# Texte proposé:
Xavier Dolan vient tout juste d’avoir 26 ans, le 20 mars dernier. Ce jeune
prodige du cinéma québécois a pourtant déjà réalisé 5 long-métrages, tous
présentés lors de festivals internationalement reconnus (Venise, Cannes…). Il a
d’ailleurs remporté le Prix du Jury lors de la dernière édition du prestigieux
festival de Cannes, manquant de peu la Palme d’Or. Mais Dolan n’est pas juste
un réalisateur de génie, c’est un monstre de travail, une créature hors-norme,
omniprésente et quasi-omnipotente dans la création de ses œuvres. Acteurs,
réalisateur, scénariste, producteur, costumier, monteur, dialoguiste,
traducteur, doubleur, cet individu atypique est l’étoile montante du cinéma
francophone et bientôt international.

(Enregistrements d'annotation d'images par boîtes)
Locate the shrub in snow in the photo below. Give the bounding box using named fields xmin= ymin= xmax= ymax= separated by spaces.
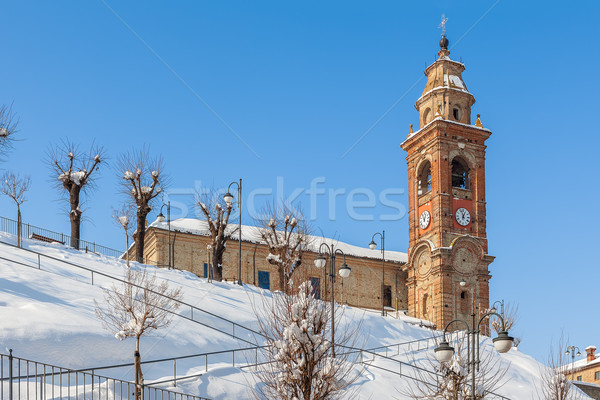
xmin=401 ymin=332 xmax=510 ymax=400
xmin=254 ymin=281 xmax=358 ymax=400
xmin=94 ymin=268 xmax=182 ymax=397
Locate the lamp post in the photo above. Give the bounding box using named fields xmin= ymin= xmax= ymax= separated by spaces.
xmin=315 ymin=243 xmax=350 ymax=357
xmin=565 ymin=346 xmax=581 ymax=381
xmin=223 ymin=178 xmax=242 ymax=285
xmin=156 ymin=199 xmax=172 ymax=269
xmin=490 ymin=299 xmax=504 ymax=318
xmin=434 ymin=299 xmax=513 ymax=400
xmin=369 ymin=231 xmax=385 ymax=317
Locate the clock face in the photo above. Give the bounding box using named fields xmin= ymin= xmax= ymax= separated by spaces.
xmin=419 ymin=211 xmax=431 ymax=229
xmin=456 ymin=207 xmax=471 ymax=226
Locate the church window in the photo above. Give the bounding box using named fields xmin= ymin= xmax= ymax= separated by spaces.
xmin=383 ymin=285 xmax=392 ymax=307
xmin=417 ymin=161 xmax=431 ymax=196
xmin=423 ymin=108 xmax=431 ymax=125
xmin=452 ymin=106 xmax=462 ymax=121
xmin=452 ymin=157 xmax=471 ymax=189
xmin=460 ymin=291 xmax=469 ymax=314
xmin=421 ymin=294 xmax=429 ymax=318
xmin=258 ymin=271 xmax=271 ymax=290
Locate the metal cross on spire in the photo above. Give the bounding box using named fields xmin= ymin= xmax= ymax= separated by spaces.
xmin=438 ymin=14 xmax=448 ymax=36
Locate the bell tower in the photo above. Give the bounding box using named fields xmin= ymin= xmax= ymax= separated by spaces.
xmin=401 ymin=34 xmax=494 ymax=329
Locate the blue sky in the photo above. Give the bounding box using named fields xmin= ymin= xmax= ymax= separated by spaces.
xmin=0 ymin=0 xmax=600 ymax=360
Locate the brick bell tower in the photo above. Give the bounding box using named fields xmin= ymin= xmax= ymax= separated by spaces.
xmin=401 ymin=34 xmax=494 ymax=329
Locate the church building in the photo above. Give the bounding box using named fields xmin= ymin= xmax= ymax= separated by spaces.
xmin=130 ymin=35 xmax=494 ymax=328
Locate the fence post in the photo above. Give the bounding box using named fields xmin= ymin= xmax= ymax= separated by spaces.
xmin=8 ymin=349 xmax=13 ymax=400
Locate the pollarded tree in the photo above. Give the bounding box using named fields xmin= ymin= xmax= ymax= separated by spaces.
xmin=0 ymin=105 xmax=19 ymax=160
xmin=259 ymin=205 xmax=310 ymax=293
xmin=48 ymin=141 xmax=104 ymax=249
xmin=118 ymin=148 xmax=165 ymax=262
xmin=196 ymin=189 xmax=239 ymax=282
xmin=94 ymin=268 xmax=183 ymax=399
xmin=112 ymin=204 xmax=135 ymax=267
xmin=0 ymin=172 xmax=31 ymax=247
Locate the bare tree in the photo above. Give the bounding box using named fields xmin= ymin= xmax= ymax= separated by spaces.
xmin=94 ymin=268 xmax=182 ymax=399
xmin=0 ymin=172 xmax=31 ymax=247
xmin=0 ymin=105 xmax=19 ymax=160
xmin=258 ymin=204 xmax=310 ymax=293
xmin=536 ymin=337 xmax=583 ymax=400
xmin=481 ymin=302 xmax=521 ymax=347
xmin=119 ymin=147 xmax=165 ymax=262
xmin=196 ymin=189 xmax=239 ymax=282
xmin=48 ymin=140 xmax=104 ymax=249
xmin=400 ymin=332 xmax=508 ymax=400
xmin=253 ymin=272 xmax=360 ymax=400
xmin=112 ymin=204 xmax=135 ymax=267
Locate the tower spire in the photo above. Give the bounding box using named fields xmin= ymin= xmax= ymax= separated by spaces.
xmin=438 ymin=14 xmax=450 ymax=58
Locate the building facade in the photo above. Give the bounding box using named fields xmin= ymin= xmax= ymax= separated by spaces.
xmin=130 ymin=35 xmax=494 ymax=328
xmin=402 ymin=36 xmax=494 ymax=329
xmin=563 ymin=346 xmax=600 ymax=385
xmin=134 ymin=218 xmax=408 ymax=312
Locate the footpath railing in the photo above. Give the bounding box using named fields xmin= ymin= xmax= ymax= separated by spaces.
xmin=0 ymin=217 xmax=123 ymax=258
xmin=0 ymin=350 xmax=209 ymax=400
xmin=0 ymin=238 xmax=264 ymax=346
xmin=77 ymin=346 xmax=266 ymax=386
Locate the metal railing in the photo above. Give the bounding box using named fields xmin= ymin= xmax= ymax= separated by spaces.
xmin=0 ymin=350 xmax=209 ymax=400
xmin=0 ymin=217 xmax=124 ymax=258
xmin=77 ymin=346 xmax=267 ymax=386
xmin=0 ymin=241 xmax=264 ymax=346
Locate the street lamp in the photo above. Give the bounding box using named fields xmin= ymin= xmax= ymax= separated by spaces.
xmin=156 ymin=198 xmax=172 ymax=269
xmin=338 ymin=263 xmax=350 ymax=304
xmin=434 ymin=299 xmax=513 ymax=400
xmin=490 ymin=299 xmax=504 ymax=317
xmin=314 ymin=243 xmax=350 ymax=357
xmin=565 ymin=346 xmax=581 ymax=381
xmin=369 ymin=231 xmax=385 ymax=317
xmin=223 ymin=178 xmax=242 ymax=285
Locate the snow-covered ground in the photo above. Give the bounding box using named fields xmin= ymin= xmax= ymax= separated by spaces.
xmin=0 ymin=233 xmax=552 ymax=399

# Consigne:
Recopiez le texte sur Xavier Dolan à partir des mots « Xavier Dolan vient » jusqu'aux mots « et bientôt international. » inclus, en remplaçant « prodige » par « talent ».

# Réponse attendue:
Xavier Dolan vient tout juste d’avoir 26 ans, le 20 mars dernier. Ce jeune
talent du cinéma québécois a pourtant déjà réalisé 5 long-métrages, tous
présentés lors de festivals internationalement reconnus (Venise, Cannes…). Il a
d’ailleurs remporté le Prix du Jury lors de la dernière édition du prestigieux
festival de Cannes, manquant de peu la Palme d’Or. Mais Dolan n’est pas juste
un réalisateur de génie, c’est un monstre de travail, une créature hors-norme,
omniprésente et quasi-omnipotente dans la création de ses œuvres. Acteurs,
réalisateur, scénariste, producteur, costumier, monteur, dialoguiste,
traducteur, doubleur, cet individu atypique est l’étoile montante du cinéma
francophone et bientôt international.